* _THE DATA_:
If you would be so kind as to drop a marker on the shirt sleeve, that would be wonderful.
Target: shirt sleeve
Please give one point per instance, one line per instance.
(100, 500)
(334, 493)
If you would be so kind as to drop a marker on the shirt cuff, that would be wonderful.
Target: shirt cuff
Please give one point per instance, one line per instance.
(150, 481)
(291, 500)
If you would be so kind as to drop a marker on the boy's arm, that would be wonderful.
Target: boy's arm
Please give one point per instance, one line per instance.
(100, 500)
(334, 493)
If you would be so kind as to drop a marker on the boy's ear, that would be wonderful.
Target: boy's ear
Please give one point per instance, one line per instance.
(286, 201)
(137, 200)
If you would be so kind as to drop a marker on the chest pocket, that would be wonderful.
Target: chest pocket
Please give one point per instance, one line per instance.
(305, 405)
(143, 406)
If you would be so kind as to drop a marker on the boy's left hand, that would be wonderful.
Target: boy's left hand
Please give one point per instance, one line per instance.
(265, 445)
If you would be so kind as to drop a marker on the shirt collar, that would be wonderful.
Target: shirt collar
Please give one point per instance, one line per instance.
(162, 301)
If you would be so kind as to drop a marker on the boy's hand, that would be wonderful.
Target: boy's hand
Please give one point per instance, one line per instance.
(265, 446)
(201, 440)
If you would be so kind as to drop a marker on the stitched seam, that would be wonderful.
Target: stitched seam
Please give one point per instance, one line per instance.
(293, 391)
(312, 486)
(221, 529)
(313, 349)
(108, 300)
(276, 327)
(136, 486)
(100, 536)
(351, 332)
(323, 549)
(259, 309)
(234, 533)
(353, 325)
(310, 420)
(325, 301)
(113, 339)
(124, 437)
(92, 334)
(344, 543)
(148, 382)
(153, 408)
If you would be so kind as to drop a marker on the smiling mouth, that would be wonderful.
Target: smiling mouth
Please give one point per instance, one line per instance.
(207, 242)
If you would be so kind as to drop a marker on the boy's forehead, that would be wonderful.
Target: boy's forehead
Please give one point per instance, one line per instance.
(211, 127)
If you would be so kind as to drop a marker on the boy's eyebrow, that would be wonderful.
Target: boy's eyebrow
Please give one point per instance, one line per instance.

* _TASK DETAILS_:
In which lines of the material above does the string "seam" occur? Copy them all.

* _YOUR RESPONSE_:
If you would be so kind as to drop a marker on the stitched seam, that would be wonderful.
Target: stitched seam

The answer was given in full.